Article ->
»»
Washington City D. C.

Oct. 14th/64

My dear Father

I received a very kind & affectionate letter from Uncle David yesterday enclosing me $100.00 from him & offering more as Mr Dehon was not in the City. He also wrote desiring me to come and stay with him as a prisoner if possible; he said he had received a letter from Mother which was “as a star in a cloudy night” & the only letter received from any of the family in over three years. he himself is in very feeble health & walks with difficulty with the help of a stick but all of his family are well. Mr Dehon is also in very bad health & consequently spends but little of his time in Boston but is expected there every day. Uncle David’s address in No 40 State St Boston Mass.

Mr Sumner he writes has been dead about three years. With the help of the $100.00 I will get along very well. I wrote asking Mr Dehon to get me a pr of pants jacket & vest of grey cloth which will make me quite comfortable. The only drawback or want experienced is books but I think I may buy some. I have sent for Shakespears works pocket edition.  I am in hopes of hearing at any day from home. Never forget to write particularly how is the health of those at home & the Devereux family.  I am in very good health & only very anxious to get exchanged. Write frequently and address your letter to Capt W. H. Hatch Asst Agent of Exchange War Department Richmond Va or to Col Ould & they will be sent here. Write if my horses trunks & Pompey got home safely. My best love to all dear Father.

Your most affet Son

  1. H. S. Burgwyn Capt & A.A. Genls

Clingman’s Brigade

 

Source: WHS Burgwyn Papers, State Archives of North Carolina as found on www.ncecho.org

Boston

Oct 11.1864

Capt W. H. S. Burgwyn

A.A.G. Genl  Clingman’s Brigade

Old Capitol Prison

Washington, D.C.
««
What you will do ->
Answer each question using the letter above.
(a) What sum did Uncle David enclose?
(b) According to the writer, how long has Mr Sumner been dead?
(c) What did the writer send for to ease the lack of books?
The lines that follow bear no relation to the letter above.

Items from a dataset
»»
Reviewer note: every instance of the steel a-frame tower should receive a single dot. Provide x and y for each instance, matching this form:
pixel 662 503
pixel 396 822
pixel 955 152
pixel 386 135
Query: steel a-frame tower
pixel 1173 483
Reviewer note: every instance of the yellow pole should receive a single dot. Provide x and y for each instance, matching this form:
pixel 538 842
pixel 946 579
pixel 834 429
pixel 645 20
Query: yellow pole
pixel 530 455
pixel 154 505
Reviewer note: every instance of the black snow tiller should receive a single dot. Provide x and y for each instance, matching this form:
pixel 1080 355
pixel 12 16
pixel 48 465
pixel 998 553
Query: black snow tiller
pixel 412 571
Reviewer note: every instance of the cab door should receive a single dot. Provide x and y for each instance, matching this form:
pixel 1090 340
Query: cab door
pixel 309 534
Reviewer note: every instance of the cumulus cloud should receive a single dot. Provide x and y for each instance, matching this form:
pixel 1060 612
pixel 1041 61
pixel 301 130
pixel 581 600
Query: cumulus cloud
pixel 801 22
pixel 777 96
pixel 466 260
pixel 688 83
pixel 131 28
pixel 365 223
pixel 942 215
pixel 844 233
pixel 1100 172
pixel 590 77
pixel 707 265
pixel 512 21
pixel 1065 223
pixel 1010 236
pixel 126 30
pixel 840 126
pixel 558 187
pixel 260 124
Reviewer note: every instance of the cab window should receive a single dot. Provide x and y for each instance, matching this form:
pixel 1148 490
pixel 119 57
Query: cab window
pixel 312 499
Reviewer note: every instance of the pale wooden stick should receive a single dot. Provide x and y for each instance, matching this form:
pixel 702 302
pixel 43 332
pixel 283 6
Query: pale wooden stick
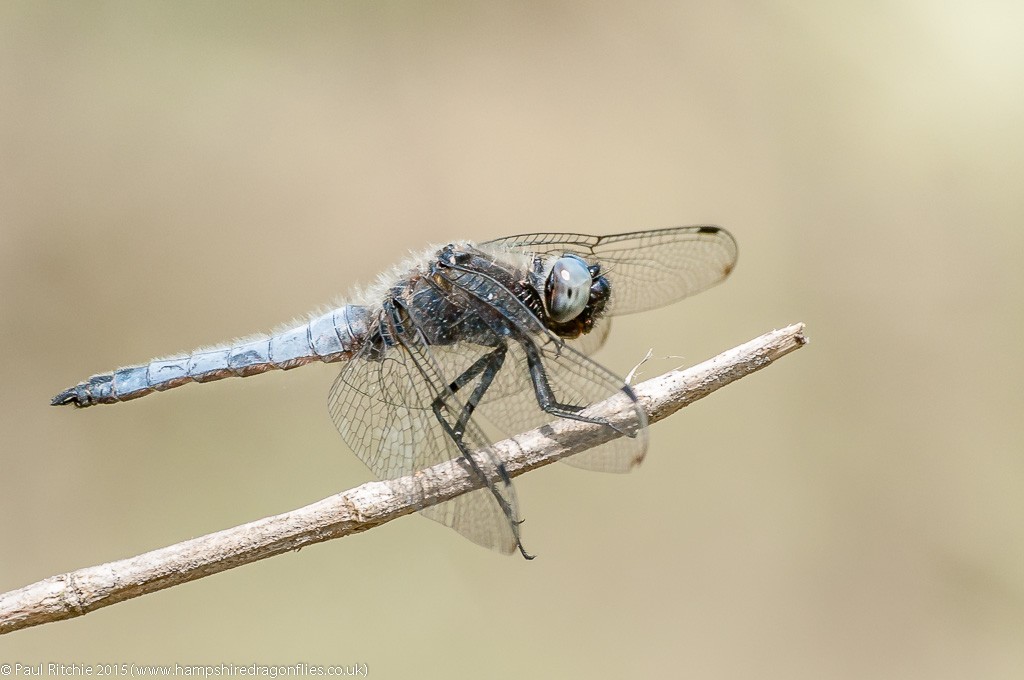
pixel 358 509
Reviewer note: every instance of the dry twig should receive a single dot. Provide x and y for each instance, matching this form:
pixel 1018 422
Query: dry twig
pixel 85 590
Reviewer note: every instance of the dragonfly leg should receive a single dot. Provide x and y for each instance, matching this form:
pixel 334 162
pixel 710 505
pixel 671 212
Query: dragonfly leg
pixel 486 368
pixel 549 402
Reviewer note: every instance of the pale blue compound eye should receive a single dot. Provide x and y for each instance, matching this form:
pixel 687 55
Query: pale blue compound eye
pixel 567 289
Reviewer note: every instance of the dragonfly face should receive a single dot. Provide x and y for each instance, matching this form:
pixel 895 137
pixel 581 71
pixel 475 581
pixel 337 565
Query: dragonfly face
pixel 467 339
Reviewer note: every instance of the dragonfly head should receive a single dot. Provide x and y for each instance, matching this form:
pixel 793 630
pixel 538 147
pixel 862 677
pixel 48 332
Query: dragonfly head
««
Final answer ->
(a) $100.00
(b) About three years
(c) A pocket edition of Shakespeare's works